*Work to complete:*
Begin at the line bearing "Target: blue sky". Transcribe it and all subsequent lines of the material below exactly, and nothing more.

▽

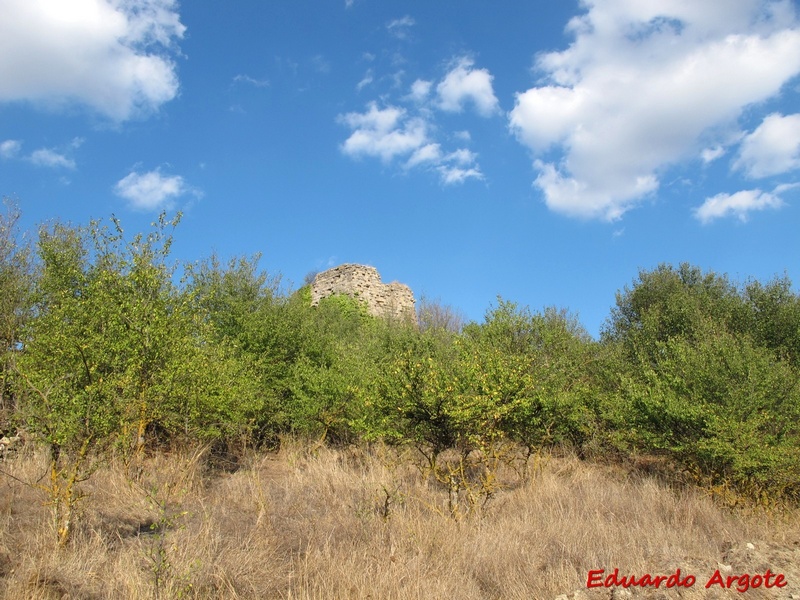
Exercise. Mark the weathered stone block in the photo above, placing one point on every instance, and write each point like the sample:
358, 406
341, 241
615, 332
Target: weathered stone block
392, 300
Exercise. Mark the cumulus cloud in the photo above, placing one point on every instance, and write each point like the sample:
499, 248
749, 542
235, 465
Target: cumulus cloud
463, 84
390, 133
407, 136
46, 157
738, 205
643, 86
366, 80
150, 190
453, 175
109, 55
384, 133
773, 148
10, 148
242, 78
709, 155
420, 90
399, 28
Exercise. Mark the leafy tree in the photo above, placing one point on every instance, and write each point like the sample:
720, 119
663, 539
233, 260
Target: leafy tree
115, 352
16, 280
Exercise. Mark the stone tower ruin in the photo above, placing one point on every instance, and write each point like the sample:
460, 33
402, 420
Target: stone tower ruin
392, 300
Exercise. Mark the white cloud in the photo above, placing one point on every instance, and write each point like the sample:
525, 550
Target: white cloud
420, 90
429, 153
365, 81
709, 155
151, 190
10, 148
464, 84
773, 148
643, 86
453, 175
399, 28
111, 55
251, 80
45, 157
384, 133
739, 205
389, 133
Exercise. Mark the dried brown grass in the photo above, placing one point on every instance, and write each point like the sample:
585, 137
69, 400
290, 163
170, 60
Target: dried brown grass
369, 523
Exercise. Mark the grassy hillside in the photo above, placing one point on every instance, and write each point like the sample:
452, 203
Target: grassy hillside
356, 523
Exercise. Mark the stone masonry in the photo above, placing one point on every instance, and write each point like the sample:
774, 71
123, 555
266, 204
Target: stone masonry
393, 300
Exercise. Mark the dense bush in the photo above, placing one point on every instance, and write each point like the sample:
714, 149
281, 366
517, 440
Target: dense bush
108, 346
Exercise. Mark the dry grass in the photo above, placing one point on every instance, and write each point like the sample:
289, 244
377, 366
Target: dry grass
366, 523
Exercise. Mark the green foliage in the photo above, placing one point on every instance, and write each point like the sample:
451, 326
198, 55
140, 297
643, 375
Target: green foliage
16, 281
103, 347
710, 377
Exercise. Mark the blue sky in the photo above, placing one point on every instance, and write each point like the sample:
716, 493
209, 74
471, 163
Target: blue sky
542, 151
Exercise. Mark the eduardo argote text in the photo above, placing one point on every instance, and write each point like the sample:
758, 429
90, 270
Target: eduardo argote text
740, 583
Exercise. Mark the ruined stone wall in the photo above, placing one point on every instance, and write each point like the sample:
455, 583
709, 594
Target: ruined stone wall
394, 300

△

*Exercise output:*
Target: blue sky
542, 151
Exercise. Mark the eduardo argote text in the photo above, placing one point on every instance, and write each point like the sample:
758, 429
90, 270
Target: eduardo argote text
740, 583
Exercise. Mark the ruined stone wall in the photo above, placing one point on every instance, and write each point like the sample:
455, 583
709, 594
Target: ruined stone wall
394, 300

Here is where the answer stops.